Look through the data below. Collect every line where the word "attribute" occurs.

## [Data in this exercise]
Start of Block

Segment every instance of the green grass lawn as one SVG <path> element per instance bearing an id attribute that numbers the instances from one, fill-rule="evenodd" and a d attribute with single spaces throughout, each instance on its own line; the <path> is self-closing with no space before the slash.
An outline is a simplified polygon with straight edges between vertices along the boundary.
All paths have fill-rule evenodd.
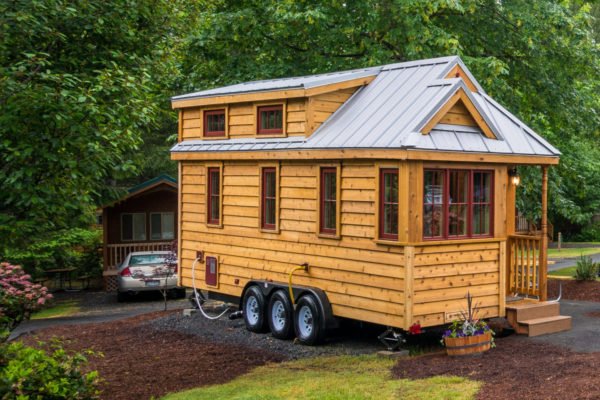
<path id="1" fill-rule="evenodd" d="M 77 300 L 59 300 L 48 308 L 44 308 L 31 316 L 31 319 L 68 317 L 80 310 Z"/>
<path id="2" fill-rule="evenodd" d="M 566 268 L 561 268 L 561 269 L 557 269 L 556 271 L 548 271 L 548 276 L 552 277 L 552 276 L 568 276 L 568 277 L 573 277 L 573 275 L 575 275 L 575 269 L 577 267 L 572 266 L 572 267 L 566 267 Z"/>
<path id="3" fill-rule="evenodd" d="M 465 378 L 392 379 L 396 360 L 320 357 L 269 364 L 223 385 L 170 394 L 163 400 L 214 399 L 474 399 L 480 384 Z"/>
<path id="4" fill-rule="evenodd" d="M 548 249 L 548 258 L 577 258 L 582 255 L 588 256 L 590 254 L 600 253 L 600 247 L 585 247 L 581 249 Z"/>

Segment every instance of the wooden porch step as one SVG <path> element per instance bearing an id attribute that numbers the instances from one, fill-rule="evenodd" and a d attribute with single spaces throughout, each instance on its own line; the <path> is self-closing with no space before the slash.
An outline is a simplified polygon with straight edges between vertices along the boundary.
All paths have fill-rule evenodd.
<path id="1" fill-rule="evenodd" d="M 506 305 L 506 319 L 513 327 L 517 322 L 560 315 L 560 304 L 550 301 L 522 300 Z"/>
<path id="2" fill-rule="evenodd" d="M 571 317 L 556 315 L 553 317 L 535 318 L 519 321 L 517 333 L 527 336 L 540 336 L 549 333 L 563 332 L 571 329 Z"/>

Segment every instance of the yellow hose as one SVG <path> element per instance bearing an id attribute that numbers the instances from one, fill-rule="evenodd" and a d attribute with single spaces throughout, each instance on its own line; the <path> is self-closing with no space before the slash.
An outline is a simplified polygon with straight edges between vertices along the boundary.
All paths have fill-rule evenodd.
<path id="1" fill-rule="evenodd" d="M 295 267 L 291 272 L 290 272 L 290 276 L 289 276 L 289 281 L 288 281 L 288 289 L 290 291 L 290 299 L 292 300 L 292 305 L 295 305 L 296 302 L 294 301 L 294 292 L 292 290 L 292 274 L 296 271 L 308 271 L 308 263 L 304 263 L 302 265 L 299 265 L 297 267 Z"/>

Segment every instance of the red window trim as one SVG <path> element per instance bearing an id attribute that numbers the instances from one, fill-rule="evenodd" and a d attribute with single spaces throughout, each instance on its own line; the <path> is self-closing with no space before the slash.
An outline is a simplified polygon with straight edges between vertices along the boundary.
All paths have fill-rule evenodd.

End of Block

## [Response to this task]
Segment every instance of the green grass lawn as one SVG <path> element per instance bearing an id attribute that numbers the instances from one, fill-rule="evenodd" and a d attribute with single spaces throughout, each instance on its own line; the <path> is self-closing with no space before the slash.
Segment every instance of the wooden porch step as one SVG <path> element per instance bearing an id attribute that numbers the instances from one, fill-rule="evenodd" and a d attribute with single spaces throughout, each instance on its own line; the <path> is self-closing with no space before the slash.
Segment every instance of the yellow hose as one SVG <path> element per instance bearing an id attribute that numbers the instances from one, fill-rule="evenodd" and a d attribute with single spaces throughout, each instance on its own line; the <path> is self-closing with no space before the slash.
Segment every instance of the red window trim as one SVG <path> element per instance bearing an id attribute that numbers the instances from one, fill-rule="evenodd" and a d attribute with single spaces throughout, each instance on its own line; the <path> is self-closing with no space before the slash.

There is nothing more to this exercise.